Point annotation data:
____

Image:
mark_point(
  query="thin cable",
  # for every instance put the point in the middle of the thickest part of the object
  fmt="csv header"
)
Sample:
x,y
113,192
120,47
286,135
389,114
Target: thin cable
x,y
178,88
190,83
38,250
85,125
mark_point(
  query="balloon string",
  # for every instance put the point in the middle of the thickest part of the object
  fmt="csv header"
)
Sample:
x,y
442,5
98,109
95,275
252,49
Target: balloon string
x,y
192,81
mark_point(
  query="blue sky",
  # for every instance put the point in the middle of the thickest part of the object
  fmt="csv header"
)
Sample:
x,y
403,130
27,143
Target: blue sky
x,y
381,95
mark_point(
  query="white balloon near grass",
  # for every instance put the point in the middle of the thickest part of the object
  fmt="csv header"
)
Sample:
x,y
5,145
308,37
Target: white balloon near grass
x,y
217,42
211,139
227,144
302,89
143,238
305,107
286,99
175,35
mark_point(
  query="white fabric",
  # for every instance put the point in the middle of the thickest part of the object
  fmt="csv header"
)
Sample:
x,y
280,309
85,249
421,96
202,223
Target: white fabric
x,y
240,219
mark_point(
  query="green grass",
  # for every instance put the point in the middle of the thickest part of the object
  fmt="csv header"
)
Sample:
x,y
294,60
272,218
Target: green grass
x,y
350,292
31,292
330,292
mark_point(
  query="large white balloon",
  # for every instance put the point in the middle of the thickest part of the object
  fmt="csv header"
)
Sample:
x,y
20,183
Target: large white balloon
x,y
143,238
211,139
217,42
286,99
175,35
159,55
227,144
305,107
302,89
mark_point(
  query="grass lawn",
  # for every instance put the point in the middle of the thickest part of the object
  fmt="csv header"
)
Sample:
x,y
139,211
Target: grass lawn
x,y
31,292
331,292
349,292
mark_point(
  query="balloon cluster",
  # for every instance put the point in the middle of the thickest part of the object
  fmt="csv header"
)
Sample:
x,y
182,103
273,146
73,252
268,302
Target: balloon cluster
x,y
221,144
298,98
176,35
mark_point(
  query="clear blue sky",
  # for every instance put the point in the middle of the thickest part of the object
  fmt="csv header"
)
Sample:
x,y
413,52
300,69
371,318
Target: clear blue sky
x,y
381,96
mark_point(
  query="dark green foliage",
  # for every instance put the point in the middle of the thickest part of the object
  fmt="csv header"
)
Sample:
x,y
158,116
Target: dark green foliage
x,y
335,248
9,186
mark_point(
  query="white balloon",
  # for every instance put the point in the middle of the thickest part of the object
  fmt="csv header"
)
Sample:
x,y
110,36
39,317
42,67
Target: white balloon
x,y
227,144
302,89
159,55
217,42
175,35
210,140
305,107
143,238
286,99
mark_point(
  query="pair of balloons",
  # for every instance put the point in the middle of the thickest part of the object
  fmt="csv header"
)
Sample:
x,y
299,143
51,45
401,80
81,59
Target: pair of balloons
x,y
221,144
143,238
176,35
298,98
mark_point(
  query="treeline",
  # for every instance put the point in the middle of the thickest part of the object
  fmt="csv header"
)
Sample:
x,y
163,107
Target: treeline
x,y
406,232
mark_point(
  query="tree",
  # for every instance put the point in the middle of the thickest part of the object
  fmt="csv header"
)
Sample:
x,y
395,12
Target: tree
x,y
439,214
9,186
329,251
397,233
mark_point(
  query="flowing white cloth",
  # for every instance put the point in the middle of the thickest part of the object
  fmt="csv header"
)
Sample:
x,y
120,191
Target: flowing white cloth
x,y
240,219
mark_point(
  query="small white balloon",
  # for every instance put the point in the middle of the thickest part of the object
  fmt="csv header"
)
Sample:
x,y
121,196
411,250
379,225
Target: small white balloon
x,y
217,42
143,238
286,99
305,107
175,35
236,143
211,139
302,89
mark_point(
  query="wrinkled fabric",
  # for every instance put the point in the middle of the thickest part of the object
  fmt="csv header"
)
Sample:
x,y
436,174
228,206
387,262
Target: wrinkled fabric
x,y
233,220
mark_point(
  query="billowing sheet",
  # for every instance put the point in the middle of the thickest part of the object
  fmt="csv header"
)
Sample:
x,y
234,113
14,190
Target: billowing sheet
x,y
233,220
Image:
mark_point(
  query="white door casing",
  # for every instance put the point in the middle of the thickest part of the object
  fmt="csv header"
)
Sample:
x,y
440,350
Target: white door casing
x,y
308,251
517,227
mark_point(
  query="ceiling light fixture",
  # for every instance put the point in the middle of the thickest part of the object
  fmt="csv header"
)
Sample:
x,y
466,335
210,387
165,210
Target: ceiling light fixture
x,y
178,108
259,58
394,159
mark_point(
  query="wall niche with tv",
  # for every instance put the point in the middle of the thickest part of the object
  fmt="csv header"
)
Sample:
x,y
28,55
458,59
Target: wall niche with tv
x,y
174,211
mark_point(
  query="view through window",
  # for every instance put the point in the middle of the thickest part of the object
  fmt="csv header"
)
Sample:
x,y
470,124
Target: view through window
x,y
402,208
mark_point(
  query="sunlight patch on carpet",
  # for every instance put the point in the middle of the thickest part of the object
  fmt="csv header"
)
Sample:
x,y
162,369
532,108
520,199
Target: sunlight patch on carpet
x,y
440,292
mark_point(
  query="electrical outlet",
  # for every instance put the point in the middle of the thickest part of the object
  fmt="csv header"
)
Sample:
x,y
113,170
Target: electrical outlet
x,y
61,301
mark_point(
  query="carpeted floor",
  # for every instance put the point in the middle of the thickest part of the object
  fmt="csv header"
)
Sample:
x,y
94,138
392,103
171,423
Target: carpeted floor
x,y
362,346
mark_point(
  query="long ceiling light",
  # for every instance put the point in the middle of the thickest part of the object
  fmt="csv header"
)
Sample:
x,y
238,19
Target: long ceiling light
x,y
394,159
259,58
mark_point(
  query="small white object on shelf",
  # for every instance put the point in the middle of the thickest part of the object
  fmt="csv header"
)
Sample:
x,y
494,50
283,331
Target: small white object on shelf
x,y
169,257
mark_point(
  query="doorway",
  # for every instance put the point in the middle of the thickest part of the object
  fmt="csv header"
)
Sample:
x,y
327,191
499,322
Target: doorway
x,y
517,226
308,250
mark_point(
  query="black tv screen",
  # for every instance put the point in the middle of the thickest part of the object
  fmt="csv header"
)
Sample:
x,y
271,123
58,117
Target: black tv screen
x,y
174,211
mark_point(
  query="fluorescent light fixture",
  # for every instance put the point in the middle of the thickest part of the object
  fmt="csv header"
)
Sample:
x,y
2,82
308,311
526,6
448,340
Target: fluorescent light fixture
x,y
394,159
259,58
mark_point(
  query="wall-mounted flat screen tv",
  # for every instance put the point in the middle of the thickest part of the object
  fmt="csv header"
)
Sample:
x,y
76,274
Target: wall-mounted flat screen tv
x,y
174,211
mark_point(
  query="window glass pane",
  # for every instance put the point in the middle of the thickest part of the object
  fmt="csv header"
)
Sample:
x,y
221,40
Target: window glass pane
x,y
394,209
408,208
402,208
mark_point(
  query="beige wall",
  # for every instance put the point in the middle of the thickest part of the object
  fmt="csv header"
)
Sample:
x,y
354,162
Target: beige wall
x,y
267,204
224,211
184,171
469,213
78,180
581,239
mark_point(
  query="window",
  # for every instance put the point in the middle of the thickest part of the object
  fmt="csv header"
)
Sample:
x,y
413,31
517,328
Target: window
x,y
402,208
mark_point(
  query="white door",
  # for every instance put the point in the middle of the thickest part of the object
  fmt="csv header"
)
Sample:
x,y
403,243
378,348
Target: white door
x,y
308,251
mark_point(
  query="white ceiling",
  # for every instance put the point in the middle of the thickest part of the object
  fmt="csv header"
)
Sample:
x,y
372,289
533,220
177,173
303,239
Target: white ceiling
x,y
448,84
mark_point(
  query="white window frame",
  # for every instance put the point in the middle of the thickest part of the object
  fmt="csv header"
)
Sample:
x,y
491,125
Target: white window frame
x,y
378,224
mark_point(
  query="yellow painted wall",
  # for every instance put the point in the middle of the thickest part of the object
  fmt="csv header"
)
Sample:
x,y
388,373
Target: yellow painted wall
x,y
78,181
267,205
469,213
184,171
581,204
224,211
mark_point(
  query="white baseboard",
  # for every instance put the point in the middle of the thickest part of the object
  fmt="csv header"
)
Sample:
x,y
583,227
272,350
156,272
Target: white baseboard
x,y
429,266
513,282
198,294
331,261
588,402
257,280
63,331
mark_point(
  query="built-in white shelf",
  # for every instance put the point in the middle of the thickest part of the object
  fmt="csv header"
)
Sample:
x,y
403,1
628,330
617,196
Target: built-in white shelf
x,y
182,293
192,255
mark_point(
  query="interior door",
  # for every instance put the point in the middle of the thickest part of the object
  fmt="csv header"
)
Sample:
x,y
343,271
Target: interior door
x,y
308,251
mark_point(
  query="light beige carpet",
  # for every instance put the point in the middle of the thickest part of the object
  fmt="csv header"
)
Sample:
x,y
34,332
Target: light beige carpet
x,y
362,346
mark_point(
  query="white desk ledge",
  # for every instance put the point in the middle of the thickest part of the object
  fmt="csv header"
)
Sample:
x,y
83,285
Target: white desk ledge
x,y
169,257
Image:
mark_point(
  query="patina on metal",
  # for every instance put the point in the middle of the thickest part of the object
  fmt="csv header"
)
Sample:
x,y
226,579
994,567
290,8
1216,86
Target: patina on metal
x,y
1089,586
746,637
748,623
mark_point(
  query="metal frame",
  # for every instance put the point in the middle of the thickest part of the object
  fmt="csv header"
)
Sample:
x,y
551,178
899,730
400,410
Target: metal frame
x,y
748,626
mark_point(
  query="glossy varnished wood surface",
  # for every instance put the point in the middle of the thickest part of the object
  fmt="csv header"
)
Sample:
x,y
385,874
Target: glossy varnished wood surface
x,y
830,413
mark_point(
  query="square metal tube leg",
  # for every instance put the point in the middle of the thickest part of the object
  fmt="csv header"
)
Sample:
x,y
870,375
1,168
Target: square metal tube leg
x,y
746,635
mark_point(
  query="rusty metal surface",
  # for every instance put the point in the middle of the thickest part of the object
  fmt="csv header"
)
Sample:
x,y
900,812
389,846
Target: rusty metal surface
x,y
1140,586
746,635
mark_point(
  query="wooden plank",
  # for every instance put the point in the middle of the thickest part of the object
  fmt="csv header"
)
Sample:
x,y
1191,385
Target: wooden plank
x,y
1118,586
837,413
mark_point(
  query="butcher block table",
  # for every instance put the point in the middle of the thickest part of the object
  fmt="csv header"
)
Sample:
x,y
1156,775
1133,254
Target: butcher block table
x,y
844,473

____

-- JOB --
Which lines of the material above contain the string "flat"? List each of them in full.

-- SOLVED PROBLEM --
  query="wall-mounted flat screen tv",
Target: wall-mounted flat screen tv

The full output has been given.